*Excerpts of labeled region data*:
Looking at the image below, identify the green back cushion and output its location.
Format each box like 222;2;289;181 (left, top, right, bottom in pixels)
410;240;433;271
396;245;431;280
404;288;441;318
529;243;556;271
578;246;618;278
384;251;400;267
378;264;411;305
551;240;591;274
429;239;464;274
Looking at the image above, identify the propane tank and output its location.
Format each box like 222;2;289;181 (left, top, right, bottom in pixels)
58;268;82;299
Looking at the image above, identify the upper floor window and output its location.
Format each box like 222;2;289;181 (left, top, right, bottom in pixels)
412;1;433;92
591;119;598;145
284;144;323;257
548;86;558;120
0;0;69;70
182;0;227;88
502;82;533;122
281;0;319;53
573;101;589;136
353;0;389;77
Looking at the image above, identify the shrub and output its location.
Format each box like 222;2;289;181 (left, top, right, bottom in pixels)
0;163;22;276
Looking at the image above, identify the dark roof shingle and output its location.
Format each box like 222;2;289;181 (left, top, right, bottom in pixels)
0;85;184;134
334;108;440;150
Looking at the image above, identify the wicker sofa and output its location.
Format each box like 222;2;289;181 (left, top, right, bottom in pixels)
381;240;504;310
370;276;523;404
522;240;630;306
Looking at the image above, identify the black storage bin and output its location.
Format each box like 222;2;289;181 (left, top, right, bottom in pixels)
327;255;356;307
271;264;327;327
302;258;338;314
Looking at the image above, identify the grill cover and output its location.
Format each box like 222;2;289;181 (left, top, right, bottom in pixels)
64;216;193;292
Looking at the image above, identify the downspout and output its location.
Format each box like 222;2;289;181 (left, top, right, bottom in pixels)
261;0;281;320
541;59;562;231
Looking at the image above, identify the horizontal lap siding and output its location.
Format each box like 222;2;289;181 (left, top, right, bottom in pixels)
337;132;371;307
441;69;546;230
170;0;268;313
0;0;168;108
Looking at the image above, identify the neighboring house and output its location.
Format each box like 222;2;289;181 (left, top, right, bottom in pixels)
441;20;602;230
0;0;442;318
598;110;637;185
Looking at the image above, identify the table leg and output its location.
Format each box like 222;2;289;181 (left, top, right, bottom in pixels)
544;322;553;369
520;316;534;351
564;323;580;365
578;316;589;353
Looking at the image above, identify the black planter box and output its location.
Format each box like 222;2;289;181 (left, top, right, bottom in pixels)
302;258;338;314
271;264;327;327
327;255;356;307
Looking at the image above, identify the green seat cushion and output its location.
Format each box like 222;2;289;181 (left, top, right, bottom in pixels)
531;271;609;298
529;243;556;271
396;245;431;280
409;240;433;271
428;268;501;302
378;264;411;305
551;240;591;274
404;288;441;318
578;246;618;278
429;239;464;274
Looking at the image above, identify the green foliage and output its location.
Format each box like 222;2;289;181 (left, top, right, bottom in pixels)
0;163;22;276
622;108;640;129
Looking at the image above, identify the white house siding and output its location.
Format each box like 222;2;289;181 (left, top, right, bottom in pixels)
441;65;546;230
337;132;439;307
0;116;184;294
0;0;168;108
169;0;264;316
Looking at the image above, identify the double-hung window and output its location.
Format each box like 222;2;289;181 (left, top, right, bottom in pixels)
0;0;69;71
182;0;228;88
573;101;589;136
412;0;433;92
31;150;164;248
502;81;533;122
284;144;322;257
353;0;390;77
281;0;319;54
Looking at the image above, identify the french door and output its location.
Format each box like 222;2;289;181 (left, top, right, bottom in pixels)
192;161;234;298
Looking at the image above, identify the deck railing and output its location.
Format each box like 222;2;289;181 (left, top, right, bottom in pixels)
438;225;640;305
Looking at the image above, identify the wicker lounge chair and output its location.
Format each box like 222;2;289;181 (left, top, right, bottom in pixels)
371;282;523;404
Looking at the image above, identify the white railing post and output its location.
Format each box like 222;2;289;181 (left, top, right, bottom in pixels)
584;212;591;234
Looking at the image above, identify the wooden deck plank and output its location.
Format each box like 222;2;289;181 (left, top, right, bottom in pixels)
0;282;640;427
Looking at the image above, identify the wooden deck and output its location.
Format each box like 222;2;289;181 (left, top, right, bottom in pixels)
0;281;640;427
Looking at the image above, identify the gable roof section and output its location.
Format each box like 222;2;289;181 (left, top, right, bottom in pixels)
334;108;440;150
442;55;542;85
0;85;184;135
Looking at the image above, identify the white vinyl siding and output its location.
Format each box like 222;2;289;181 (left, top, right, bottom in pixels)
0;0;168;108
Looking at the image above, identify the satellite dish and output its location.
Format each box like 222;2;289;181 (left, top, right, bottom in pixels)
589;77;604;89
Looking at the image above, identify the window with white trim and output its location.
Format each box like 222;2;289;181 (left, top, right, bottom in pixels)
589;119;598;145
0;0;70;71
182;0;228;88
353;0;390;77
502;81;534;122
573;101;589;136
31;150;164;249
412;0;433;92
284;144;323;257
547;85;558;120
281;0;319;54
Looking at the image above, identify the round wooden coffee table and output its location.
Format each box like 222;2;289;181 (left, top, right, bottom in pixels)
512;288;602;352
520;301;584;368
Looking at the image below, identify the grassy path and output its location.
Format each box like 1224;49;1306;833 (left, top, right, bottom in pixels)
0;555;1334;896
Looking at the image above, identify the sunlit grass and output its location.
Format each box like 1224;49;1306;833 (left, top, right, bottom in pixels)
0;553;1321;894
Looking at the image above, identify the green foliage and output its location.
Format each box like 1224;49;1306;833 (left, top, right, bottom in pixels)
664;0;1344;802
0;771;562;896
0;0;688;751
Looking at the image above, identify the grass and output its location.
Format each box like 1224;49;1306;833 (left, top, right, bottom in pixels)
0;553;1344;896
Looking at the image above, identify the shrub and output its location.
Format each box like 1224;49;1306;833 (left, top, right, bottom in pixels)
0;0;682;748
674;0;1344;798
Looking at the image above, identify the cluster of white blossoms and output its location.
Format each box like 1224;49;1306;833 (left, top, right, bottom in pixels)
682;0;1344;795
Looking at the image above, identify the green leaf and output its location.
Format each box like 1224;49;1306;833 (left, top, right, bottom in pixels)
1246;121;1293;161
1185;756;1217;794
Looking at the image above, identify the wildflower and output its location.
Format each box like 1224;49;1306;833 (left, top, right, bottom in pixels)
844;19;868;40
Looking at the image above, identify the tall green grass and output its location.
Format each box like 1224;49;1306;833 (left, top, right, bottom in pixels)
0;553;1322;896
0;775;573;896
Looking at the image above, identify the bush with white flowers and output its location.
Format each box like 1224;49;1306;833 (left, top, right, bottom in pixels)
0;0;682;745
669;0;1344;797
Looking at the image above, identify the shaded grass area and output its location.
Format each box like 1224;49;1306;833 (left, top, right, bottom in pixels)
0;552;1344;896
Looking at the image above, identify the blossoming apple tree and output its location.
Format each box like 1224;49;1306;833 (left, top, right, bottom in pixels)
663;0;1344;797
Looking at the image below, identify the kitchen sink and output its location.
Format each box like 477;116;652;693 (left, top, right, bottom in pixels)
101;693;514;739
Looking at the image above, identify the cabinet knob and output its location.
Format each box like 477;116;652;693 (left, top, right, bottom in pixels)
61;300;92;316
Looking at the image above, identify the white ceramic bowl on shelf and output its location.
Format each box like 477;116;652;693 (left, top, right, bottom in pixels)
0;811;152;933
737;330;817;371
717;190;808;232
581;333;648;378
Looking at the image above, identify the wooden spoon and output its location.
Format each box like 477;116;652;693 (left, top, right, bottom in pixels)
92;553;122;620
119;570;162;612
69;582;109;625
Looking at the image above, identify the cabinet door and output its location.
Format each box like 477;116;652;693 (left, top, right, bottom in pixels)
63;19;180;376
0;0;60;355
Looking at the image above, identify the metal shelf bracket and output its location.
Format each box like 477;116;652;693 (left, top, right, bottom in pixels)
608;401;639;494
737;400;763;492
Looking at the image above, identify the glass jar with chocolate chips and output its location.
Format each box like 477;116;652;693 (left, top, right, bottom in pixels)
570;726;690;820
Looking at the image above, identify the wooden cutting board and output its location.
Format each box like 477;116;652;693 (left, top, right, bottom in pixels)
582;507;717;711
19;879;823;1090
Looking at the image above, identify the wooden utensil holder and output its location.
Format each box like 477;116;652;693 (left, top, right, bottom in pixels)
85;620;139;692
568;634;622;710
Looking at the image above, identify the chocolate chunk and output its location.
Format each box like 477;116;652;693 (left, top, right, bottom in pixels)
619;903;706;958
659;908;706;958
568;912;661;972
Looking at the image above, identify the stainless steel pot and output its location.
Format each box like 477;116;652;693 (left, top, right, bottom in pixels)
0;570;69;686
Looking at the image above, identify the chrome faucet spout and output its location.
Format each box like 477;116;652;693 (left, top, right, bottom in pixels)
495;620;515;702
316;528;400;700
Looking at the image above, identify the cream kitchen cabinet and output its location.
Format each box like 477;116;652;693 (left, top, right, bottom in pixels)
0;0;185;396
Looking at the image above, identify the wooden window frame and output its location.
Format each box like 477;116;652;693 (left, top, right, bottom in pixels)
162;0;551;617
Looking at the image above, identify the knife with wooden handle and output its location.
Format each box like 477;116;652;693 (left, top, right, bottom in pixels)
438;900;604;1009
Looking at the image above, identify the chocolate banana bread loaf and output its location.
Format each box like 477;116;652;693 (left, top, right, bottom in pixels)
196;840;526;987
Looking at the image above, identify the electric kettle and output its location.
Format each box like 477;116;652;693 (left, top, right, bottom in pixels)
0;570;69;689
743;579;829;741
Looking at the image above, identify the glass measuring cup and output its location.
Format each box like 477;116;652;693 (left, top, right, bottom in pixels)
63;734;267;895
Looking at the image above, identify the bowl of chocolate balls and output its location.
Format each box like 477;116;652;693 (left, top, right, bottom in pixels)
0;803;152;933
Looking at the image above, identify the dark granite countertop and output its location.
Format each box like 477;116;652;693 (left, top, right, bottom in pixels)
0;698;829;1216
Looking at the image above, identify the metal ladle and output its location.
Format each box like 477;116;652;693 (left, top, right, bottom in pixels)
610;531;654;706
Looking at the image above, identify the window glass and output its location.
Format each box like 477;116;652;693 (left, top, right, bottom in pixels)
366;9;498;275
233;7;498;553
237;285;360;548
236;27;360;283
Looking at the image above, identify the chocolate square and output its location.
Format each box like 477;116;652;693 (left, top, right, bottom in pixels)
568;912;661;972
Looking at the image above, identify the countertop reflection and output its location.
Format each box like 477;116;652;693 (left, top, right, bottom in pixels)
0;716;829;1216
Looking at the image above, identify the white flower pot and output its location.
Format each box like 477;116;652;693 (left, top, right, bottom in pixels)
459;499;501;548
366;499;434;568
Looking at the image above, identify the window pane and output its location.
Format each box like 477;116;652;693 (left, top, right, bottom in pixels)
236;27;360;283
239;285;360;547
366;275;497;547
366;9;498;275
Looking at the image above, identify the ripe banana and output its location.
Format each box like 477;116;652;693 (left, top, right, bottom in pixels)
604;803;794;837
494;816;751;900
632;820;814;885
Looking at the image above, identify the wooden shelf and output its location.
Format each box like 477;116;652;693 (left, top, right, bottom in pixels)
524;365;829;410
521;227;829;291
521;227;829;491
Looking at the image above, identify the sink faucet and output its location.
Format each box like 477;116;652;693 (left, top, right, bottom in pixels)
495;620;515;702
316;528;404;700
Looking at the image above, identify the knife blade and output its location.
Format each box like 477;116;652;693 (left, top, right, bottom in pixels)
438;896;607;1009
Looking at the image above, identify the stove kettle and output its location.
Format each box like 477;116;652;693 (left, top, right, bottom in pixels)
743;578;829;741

*STATED GOAL*: How many lines in the records above contain the string "banana"? Matches must have the same capitalization. Reply with the number alone.

*TASK OUTPUT*: 2